Consigne 1 - Recopiez fidèlement le passage de l'extrait sur les enfants illégitimes, de « Tant que les » à « de différentes instances. ».
Consigne 2 - Rédigez la suite de l'extrait sur les enfants illégitimes à partir de l'endroit où il s'arrête.

Extrait fourni -
»»
« Tout enfant né hors mariage est un enfant illégitime »
Tant que les curés s’occupaient de tenir les registres d’état civil, la pratique voulait que les enfants soient baptisés dans les heures suivant la naissance. La cérémonie consignée au registre faisait mention du père, de la sage-femme ou encore du chirurgien comme étant le déclarant ainsi que du parrain et de la marraine. La mère encore alitée, n’y assistait pas.
En de rares circonstances, le père était déclaré comme « non nommé » ou « non dénommé ». Cependant, tel que je l’ai déjà mentionné, les femmes non mariées et les veuves étaient tenues de déclarer toute grossesse aux autorités. Elles ne le faisaient pas toujours dans leur village et pouvaient choisir de le faire auprès de différentes instances.
Dans quelques registres, j’ai été frappée par le fait que certains curés marquaient « illégitime » à coté du nom de l’enfant alors que d’autres refusaient à l’enfant le nom de sa mère même si celle-ci était connue. Ils n’inscrivaient au registre qu’un ou deux prénoms. J’ignore si l’enfant prenait éventuellement le nom de famille de sa mère ou si son deuxième prénom lui servait alors de nom de famille.
Après la Révolution et à la suite de plusieurs changements administratifs, l’état civil a été pris en charge par les élus municipaux et régionaux. Les enfants conçus hors mariage sont encore le plus souvent de père non dénommé. Les choses allaient encore changer avec l’instauration du code Napoléon en 1804. Alfred Nizard cité plus haut résume la situation ainsi :
« La loi du 3 janvier 1972 a mis fin à l’ancien droit de la filiation en France, en vigueur depuis le Code civil napoléonien de 1804. Au xixe siècle, l’enfant naturel était hors-la-loi et évincé de la société légale. A partir de 1896, sa situation légale s’est progressivement améliorée. La nouvelle loi est fondée sur deux principes : égalité des filiations légitime et naturelle; conformité de la filiation légale à la vérité biologique ou sociale. » Extrait du résumé de Droit et statistiques de filiation en France. Le droit de la filiation depuis 1804.
««
Données fournies -
»»
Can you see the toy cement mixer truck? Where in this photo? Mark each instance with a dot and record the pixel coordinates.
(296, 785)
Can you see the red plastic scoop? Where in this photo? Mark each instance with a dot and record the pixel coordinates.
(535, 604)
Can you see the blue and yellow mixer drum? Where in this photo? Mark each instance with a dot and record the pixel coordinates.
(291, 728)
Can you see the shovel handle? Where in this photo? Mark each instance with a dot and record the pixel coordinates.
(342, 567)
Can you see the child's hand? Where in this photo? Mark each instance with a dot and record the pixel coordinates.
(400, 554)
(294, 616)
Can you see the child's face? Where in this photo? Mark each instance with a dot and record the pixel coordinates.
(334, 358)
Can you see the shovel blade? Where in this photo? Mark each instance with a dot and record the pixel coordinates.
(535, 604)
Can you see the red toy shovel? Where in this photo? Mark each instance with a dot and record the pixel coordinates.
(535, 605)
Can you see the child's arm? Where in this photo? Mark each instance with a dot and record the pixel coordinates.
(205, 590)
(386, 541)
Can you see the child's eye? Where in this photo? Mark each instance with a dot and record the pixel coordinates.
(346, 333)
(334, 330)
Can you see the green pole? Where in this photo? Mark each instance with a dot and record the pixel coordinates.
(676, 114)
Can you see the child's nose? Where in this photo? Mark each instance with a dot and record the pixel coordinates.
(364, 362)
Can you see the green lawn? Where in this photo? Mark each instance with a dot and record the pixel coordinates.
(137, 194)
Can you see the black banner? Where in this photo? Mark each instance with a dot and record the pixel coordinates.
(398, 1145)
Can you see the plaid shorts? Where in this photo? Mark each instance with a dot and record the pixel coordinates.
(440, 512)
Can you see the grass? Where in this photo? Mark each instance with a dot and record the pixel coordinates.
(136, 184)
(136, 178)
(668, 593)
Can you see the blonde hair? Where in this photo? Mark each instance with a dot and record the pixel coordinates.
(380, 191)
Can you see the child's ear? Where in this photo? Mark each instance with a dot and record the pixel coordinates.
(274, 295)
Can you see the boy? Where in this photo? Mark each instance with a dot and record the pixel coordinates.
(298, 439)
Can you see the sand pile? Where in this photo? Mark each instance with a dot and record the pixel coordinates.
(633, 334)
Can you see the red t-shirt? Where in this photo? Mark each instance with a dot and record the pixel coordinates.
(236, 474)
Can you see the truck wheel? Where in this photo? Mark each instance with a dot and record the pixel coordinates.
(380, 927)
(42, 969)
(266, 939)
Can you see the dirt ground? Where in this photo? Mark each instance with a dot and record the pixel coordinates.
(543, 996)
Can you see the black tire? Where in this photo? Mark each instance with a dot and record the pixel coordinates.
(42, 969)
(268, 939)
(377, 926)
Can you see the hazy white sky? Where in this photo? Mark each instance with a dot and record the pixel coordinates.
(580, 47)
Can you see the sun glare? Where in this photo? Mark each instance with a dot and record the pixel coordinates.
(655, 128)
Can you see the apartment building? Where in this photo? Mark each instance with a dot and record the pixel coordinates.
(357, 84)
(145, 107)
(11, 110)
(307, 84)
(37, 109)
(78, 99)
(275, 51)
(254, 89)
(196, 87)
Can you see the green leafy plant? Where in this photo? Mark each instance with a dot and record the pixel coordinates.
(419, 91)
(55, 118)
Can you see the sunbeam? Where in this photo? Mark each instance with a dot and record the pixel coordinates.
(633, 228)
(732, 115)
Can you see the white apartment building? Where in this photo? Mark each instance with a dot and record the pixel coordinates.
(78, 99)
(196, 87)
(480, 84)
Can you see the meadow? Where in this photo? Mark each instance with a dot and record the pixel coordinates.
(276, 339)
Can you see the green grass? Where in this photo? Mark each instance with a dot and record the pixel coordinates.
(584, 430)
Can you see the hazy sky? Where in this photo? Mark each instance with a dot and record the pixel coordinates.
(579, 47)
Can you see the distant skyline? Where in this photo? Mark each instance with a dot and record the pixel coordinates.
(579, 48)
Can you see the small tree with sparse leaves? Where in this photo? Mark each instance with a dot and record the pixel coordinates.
««
Votre réponse 1 -
Tant que les curés s’occupaient de tenir les registres d’état civil, la pratique voulait que les enfants soient baptisés dans les heures suivant la naissance. La cérémonie consignée au registre faisait mention du père, de la sage-femme ou encore du chirurgien comme étant le déclarant ainsi que du parrain et de la marraine. La mère encore alitée, n’y assistait pas.
En de rares circonstances, le père était déclaré comme « non nommé » ou « non dénommé ». Cependant, tel que je l’ai déjà mentionné, les femmes non mariées et les veuves étaient tenues de déclarer toute grossesse aux autorités. Elles ne le faisaient pas toujours dans leur village et pouvaient choisir de le faire auprès de différentes instances.

Votre réponse 2 -
En parcourant les actes d’état civil, on reconnaît aisément les enfants nés hors mariage mais reconnus par leur père; le nom de la mère n’est pas précédé de la formule consacrée et la désignant comme « sa légitime épouse ». Quoique, comme on se fie à la parole du déclarant, j’ai trouvé plusieurs exemples dans ma famille où on a fait croire à un enfant « légitime » surtout après l’instauration du code Napoléon.
Assez souvent, les parents ont remédié au caractère « illégitime » de ces enfants, à l’occasion de leur mariage. C’est entre autres le cas de Raymond Guillaumant né à Paris début octobre 1906, fils de Camille Guillaumant et de père non dénommé, il va devenir quatre ans et demi plus tard Raymond Balaka suite au mariage de ses parents.

Guillaumant Raymond BALAKA L’an mil neuf cent six le trois octobre à midi acte de naissance de Raymond, du sexe masculin né hier soit à neuf heure rue Focillon 1, fils de Camille Ernestine Guillaumant, vingt et un ans, couturière, rue du Cherche Midi, 110 et de père non dénommé. Dressé par nous Désiré Euvrard, officier d’académie adjoint au maire, officier de l’état civil du quatorzième arrondissement de Paris sur la présentation de l’enfant et la déclaration faite par Angèle François dix neuf ans, domestique présente à l’accouchement, en présence de Marguerite Balza vingt et un ans, domestique toutes deux rue Focillon 1 et de Hélène Carradec vingt-quatre ans, domestique, rue Alesia, 36 qui ont signé avec nous après lecture.
En marge de cet acte se trouvent deux mentions liées à sa naissance et à son statut, qui se lisent comme suit :
« Par acte dressé en la mairie du vingtième arrondissement de Paris le seize octobre mil neuf cent six, Camille Ernestine Louise Guillaumant a reconnu l’enfant inscrit à contre. » Signé Le Maire
« Par leur mariage célébré en la quinzième mairie de Paris le huit avril mil neuf cent onze Célestin Alexis Balaka comptable, Impasse Bertrand 16 et Camille Ernestine Louise Guillaumant, tapissière, rue d’Alleray 52, ont légitimé l’enfant inscrit ci-contre. » Signé Le Maire
J’ai retrouvé à l’état civil du 20e arrondissement de Paris la déclaration de reconnaissance faite par Camille deux semaines après la naissance de son fils.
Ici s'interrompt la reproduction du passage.